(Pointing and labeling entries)
- - - - - - -
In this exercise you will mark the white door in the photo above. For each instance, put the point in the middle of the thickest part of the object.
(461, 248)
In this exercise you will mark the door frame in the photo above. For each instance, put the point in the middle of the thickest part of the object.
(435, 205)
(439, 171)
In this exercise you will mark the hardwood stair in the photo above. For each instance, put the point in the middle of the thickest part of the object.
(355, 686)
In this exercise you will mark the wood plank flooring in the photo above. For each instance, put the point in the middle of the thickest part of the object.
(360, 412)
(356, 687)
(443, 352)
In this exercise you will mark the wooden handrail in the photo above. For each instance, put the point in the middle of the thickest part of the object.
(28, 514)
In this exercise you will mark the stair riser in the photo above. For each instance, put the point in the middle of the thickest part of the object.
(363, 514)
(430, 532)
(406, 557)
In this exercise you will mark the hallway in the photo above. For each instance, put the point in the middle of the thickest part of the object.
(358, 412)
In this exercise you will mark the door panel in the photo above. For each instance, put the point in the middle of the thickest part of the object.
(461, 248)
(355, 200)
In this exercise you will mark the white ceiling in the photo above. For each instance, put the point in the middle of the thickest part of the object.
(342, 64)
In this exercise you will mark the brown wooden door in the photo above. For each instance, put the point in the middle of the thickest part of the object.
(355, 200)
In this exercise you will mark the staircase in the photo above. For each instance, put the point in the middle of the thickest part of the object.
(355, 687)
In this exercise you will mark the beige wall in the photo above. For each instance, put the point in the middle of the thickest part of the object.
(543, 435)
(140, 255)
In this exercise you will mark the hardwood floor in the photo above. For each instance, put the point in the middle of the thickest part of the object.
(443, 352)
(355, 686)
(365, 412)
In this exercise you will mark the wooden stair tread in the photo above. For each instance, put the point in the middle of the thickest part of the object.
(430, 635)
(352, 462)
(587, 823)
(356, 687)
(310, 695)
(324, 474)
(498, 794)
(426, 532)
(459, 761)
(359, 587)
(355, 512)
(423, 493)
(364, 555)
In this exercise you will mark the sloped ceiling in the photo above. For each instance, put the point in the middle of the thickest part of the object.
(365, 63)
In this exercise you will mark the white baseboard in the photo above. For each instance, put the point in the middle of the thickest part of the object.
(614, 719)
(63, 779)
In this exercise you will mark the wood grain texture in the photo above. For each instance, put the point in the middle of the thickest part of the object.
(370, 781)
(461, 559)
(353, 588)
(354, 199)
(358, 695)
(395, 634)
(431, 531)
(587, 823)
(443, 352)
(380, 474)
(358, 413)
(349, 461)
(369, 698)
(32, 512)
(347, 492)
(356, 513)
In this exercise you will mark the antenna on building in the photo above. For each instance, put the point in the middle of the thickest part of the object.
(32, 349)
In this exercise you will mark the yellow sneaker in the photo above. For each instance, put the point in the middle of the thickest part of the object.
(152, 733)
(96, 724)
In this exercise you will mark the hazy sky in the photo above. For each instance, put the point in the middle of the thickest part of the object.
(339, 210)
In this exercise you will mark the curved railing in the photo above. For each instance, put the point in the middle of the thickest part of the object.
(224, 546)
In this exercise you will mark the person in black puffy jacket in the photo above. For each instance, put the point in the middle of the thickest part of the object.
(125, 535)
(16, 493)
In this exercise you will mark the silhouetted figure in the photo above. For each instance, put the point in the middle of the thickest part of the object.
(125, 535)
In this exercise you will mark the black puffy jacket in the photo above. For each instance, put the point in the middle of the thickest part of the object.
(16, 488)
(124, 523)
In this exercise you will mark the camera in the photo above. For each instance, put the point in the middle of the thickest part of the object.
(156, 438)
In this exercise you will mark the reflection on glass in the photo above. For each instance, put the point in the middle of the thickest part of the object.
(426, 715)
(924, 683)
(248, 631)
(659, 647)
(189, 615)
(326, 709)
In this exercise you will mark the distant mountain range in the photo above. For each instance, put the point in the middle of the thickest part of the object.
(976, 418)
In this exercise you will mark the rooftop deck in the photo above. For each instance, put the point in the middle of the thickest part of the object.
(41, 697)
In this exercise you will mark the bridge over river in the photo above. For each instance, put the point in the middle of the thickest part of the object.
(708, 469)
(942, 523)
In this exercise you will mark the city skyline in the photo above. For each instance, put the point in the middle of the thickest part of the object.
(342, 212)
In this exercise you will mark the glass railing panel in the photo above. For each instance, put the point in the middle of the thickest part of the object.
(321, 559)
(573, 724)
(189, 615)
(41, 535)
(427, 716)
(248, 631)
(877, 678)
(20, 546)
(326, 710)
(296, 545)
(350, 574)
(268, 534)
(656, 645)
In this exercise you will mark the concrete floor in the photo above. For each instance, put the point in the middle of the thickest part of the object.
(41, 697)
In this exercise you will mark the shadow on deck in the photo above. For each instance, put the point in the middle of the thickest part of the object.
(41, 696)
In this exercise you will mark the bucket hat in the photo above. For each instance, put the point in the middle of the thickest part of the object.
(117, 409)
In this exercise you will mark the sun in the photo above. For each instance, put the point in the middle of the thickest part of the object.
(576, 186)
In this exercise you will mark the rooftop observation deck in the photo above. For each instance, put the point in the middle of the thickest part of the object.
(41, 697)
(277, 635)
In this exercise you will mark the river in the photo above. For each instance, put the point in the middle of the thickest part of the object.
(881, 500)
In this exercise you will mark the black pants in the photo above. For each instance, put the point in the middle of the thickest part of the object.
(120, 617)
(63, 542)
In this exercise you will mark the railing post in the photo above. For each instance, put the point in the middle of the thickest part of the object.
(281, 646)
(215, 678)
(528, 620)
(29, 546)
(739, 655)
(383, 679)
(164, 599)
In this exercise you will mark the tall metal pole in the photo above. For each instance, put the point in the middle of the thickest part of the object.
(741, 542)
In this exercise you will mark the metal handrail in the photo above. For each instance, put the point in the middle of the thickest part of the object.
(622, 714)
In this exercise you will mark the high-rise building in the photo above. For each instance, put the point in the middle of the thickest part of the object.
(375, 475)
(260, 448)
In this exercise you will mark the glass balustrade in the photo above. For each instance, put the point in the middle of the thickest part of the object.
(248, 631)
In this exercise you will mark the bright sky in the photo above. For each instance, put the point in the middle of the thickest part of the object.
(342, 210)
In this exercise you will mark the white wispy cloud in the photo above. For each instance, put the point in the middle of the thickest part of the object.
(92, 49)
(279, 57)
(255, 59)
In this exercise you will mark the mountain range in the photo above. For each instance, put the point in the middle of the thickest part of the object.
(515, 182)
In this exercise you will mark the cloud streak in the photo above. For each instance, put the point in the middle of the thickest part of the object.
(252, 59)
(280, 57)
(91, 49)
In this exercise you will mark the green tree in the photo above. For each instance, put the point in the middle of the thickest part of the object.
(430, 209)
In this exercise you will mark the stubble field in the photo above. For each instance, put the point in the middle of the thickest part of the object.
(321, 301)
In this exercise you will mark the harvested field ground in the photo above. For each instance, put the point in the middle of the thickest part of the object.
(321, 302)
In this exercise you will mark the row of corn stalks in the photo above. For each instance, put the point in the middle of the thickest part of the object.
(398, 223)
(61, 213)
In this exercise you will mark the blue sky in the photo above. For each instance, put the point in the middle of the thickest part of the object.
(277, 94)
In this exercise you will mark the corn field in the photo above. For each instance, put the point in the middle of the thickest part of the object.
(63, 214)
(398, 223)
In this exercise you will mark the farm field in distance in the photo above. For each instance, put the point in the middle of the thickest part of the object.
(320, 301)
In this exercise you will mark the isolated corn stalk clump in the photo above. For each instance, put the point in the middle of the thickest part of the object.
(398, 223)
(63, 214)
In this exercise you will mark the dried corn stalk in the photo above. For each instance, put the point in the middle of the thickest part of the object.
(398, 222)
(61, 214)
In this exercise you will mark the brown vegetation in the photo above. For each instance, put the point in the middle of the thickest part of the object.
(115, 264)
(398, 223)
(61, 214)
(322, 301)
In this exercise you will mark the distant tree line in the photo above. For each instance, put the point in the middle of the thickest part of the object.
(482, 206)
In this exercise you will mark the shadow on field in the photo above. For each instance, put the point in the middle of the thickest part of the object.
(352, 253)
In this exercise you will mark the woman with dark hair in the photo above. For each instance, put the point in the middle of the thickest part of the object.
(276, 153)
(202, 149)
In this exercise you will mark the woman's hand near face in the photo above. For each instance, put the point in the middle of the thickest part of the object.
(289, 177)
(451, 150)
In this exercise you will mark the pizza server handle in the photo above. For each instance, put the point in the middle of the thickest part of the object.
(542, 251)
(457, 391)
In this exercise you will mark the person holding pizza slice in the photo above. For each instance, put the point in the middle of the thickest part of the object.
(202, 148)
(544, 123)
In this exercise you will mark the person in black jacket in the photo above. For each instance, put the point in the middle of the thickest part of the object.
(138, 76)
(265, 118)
- - - - - - -
Give back exactly the lines that run from the line with "In this exercise you will mark the blue" through the close of the material, counting both ends, and nothing more.

In this exercise you will mark the blue sky in the photo above. For each instance, put the point in the middle of the thickest part of the object.
(277, 94)
In this exercise you will mark the corn field in the photo above. For each instance, put the point in the middle of the thickest part of the object.
(63, 214)
(398, 223)
In this exercise you will mark the farm field in distance in the photo above. For each instance, put the point in the middle of the thickest part of the object.
(320, 301)
In this exercise you will mark the isolated corn stalk clump in the photo above. For each instance, put the point in the middle of the thickest part of the object.
(398, 223)
(63, 214)
In this exercise you will mark the dried corn stalk in the photo above. For each instance, put the point in the middle of the thickest part of the object.
(398, 222)
(61, 214)
In this exercise you will mark the brown vegetation in the photo above. For each instance, put the point in the middle of the thickest part of the object.
(115, 264)
(398, 223)
(61, 214)
(322, 301)
In this exercise you will mark the distant tree line in the photo above. For each instance, put the point in the middle of the thickest part of the object.
(482, 206)
In this exercise you will mark the shadow on field in the photo above. For each instance, put the point in the middle of the thickest part of the object.
(352, 253)
In this exercise you will mark the woman with dark hair in the photo above. For each instance, put the point in the middle of the thickest part of the object.
(276, 153)
(202, 149)
In this exercise you will mark the woman's hand near face in the photo above. For each instance, put the point in the middle of the thickest part of the object.
(289, 177)
(451, 150)
In this exercise you will mark the pizza server handle in the photo above. For each instance, put the point in the middle of the thickest part of the object.
(542, 251)
(457, 391)
In this exercise you will mark the person holding pizza slice in the photo above. For each instance, put the point in the middle of the thickest part of the object.
(202, 148)
(544, 123)
In this exercise you will mark the person in black jacket in the photo above. For each instance, put the point in the middle of the thickest part of the object.
(138, 76)
(265, 118)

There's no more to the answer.